• _TEXT SEGMENT_
-- Start --

ROCK STYLE: From left, Zoe Walker (as Heather Chandler), Conagh Punch (J.D.) and Konstanze Koedam (Veronica Sawyer) in Heathers: The Musical.

Since its initial staging in New York in 2014, Heathers: The Musical has been an audience pleaser. The Sydney premiere production in 2015 was so popular that it was restaged in 2016 for seasons in Brisbane and Melbourne, plus a return booking in Sydney.

Newcastle’s WEA Academy of Creative Arts is now staging the first Australian regional production, with performances at the Civic Playhouse from September 7 to 9.

ALL IN THE NAME: The Heathers, standing from left, Sarah Graham, Shelby Lincoln and Zoe Walker, with Conagh Punch and Konstanze Koedam.

The cast is headed by Konstanze Koedam, as Veronica Sawyer, a brainy and beautiful school misfit, Conagh Punch as a confident student known by his initials, J.D., and the girls playing the determined trio: Zoe Walker, as Heather Chandler, a hot but cruel girl; Sarah Graham, as Heather McNamara, who combines beauty and meanness; and Shelby Lincoln, as Heather Duke, initially the least powerful, but whose nature changes in line with circumstances.

-- End --

• _DATASET EXCERPTS_
-- Start --

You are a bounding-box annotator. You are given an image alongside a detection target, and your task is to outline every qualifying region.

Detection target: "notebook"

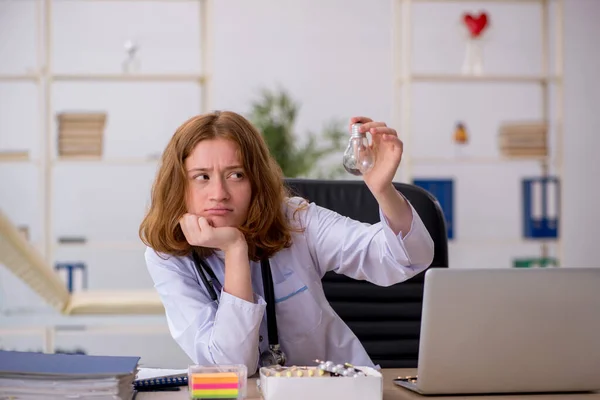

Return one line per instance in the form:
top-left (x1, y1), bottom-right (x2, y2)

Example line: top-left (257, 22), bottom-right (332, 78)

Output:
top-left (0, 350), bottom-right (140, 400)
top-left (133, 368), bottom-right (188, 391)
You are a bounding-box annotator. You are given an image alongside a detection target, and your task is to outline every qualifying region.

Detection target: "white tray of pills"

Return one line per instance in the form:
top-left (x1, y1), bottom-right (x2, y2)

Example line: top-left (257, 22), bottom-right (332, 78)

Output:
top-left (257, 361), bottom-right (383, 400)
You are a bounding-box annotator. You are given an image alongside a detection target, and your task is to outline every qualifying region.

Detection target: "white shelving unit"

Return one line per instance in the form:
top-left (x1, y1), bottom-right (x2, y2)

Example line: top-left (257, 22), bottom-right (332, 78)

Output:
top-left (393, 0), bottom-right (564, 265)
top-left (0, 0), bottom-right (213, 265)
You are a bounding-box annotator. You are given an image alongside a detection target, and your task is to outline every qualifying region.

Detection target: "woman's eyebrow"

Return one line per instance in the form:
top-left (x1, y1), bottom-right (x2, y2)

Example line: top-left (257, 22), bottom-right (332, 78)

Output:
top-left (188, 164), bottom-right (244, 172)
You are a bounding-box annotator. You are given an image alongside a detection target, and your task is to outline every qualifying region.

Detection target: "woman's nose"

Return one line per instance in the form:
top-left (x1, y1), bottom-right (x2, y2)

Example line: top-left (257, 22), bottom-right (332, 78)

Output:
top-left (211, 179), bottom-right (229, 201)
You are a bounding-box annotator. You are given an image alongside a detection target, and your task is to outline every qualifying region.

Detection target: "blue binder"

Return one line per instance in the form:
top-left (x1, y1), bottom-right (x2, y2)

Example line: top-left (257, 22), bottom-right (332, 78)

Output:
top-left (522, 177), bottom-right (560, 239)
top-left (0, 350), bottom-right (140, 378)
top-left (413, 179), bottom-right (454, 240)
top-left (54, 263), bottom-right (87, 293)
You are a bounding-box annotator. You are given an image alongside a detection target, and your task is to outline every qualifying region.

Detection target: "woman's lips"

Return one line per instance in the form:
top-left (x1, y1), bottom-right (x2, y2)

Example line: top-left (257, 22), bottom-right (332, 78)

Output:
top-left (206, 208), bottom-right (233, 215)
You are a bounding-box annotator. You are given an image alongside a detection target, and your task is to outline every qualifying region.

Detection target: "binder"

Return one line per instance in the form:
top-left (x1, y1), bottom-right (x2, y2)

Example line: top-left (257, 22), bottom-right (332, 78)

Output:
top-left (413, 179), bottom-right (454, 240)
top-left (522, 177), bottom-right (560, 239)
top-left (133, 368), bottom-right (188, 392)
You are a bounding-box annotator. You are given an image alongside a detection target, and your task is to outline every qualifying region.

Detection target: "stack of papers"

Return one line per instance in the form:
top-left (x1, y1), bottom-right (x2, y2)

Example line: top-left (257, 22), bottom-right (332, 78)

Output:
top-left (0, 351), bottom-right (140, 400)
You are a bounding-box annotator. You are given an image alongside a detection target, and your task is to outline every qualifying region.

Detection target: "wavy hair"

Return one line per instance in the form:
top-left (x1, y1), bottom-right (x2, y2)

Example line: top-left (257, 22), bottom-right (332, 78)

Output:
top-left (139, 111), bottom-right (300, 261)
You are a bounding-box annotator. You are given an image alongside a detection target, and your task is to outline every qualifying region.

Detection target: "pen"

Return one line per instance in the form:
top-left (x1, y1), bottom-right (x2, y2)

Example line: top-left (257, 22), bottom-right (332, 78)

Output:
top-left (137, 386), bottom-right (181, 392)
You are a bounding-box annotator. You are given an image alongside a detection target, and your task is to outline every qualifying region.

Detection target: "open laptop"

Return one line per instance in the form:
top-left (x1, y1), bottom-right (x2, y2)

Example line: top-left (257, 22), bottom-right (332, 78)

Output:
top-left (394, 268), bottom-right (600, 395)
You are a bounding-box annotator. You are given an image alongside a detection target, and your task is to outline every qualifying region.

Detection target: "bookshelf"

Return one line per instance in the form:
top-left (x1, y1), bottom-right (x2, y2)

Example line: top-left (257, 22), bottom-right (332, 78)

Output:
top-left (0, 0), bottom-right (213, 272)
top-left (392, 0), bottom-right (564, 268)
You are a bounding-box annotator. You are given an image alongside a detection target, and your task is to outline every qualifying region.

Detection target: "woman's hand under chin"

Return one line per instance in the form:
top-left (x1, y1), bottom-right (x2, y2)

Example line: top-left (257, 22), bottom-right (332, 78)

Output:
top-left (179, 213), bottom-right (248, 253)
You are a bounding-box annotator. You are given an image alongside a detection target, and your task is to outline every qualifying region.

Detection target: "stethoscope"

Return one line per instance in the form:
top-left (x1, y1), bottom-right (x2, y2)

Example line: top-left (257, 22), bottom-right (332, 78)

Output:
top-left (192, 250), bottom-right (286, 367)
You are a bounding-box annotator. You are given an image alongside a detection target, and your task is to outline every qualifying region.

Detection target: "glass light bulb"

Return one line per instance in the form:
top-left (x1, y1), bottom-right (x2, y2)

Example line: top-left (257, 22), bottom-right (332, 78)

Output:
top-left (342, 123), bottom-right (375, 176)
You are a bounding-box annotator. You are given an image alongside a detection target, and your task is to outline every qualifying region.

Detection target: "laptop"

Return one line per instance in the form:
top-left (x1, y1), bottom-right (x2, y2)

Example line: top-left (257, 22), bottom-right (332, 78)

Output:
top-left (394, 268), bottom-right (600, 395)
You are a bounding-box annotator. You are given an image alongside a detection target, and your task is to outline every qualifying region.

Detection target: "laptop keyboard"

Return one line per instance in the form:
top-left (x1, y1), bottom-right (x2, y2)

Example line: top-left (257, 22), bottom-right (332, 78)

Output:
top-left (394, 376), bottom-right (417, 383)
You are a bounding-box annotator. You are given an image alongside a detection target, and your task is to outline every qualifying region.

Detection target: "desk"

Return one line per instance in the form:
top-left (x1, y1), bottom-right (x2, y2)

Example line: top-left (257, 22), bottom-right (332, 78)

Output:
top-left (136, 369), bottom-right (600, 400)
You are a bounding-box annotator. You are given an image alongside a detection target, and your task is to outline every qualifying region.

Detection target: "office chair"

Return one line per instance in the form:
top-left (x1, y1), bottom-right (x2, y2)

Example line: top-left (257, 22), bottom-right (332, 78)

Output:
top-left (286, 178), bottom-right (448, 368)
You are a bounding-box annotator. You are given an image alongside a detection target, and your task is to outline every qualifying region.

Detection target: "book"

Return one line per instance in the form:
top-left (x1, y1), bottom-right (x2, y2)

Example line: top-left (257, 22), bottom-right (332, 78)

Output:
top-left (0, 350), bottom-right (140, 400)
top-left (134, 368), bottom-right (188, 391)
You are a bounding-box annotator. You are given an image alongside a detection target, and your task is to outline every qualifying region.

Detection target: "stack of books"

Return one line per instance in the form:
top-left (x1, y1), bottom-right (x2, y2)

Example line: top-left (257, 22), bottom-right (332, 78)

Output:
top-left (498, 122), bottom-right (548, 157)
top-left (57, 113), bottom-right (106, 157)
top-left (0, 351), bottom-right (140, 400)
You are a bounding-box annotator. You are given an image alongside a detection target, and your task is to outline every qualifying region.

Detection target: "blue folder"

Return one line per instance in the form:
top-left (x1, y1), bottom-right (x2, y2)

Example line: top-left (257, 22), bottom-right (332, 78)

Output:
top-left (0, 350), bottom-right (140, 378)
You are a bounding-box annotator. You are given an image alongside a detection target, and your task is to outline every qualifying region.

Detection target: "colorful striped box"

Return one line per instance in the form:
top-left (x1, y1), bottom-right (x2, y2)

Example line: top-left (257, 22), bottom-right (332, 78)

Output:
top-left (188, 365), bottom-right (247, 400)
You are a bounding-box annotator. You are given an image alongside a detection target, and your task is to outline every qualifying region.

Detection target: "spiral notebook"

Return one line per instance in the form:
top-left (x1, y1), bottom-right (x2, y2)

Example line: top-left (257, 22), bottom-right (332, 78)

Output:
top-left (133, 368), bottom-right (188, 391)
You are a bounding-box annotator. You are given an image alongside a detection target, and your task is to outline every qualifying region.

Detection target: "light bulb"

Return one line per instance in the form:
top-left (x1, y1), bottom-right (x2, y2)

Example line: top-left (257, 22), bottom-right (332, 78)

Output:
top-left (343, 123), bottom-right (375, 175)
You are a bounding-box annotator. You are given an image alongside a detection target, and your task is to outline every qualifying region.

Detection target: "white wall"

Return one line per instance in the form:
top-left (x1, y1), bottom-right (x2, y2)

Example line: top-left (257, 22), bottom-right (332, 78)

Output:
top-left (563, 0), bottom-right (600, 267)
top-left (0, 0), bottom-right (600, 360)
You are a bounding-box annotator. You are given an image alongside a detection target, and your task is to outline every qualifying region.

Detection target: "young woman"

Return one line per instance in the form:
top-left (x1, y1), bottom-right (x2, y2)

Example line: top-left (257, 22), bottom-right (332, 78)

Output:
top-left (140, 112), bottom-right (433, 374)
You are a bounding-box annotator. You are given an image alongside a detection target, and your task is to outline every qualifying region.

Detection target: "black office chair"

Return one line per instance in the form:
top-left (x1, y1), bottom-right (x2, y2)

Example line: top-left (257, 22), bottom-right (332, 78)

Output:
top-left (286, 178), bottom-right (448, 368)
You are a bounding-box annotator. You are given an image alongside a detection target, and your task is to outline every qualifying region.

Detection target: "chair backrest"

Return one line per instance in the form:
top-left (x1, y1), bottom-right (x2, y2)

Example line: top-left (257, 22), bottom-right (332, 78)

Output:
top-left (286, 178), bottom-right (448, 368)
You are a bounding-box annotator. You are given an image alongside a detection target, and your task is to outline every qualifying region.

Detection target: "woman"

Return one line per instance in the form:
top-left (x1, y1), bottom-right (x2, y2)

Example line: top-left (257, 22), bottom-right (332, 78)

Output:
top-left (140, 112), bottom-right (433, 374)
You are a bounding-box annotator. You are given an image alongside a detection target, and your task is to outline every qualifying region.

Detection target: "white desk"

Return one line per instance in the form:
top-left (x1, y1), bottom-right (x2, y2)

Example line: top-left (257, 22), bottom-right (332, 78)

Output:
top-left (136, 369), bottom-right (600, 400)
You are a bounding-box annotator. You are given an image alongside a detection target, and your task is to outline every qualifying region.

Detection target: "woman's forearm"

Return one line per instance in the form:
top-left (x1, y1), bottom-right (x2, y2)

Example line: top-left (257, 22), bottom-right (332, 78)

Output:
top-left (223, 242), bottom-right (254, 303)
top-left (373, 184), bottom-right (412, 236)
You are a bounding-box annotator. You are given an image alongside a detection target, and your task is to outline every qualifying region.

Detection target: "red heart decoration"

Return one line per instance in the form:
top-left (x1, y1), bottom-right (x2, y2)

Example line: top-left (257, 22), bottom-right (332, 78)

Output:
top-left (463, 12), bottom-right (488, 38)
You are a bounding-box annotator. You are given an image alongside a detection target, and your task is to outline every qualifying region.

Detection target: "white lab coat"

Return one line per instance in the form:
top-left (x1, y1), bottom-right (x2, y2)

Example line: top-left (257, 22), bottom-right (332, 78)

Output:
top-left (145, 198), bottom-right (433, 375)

-- End --

• _SHORT PROBLEM 1_
According to the text about Heathers: The Musical, where will the WEA Academy of Creative Arts production be performed?
• _SHORT PROBLEM 2_
Reproduce the text about Heathers: The Musical from "The cast is" to "line with circumstances.".

• _EXERCISE OUTPUT 1_
At the Civic Playhouse.

• _EXERCISE OUTPUT 2_
The cast is headed by Konstanze Koedam, as Veronica Sawyer, a brainy and beautiful school misfit, Conagh Punch as a confident student known by his initials, J.D., and the girls playing the determined trio: Zoe Walker, as Heather Chandler, a hot but cruel girl; Sarah Graham, as Heather McNamara, who combines beauty and meanness; and Shelby Lincoln, as Heather Duke, initially the least powerful, but whose nature changes in line with circumstances.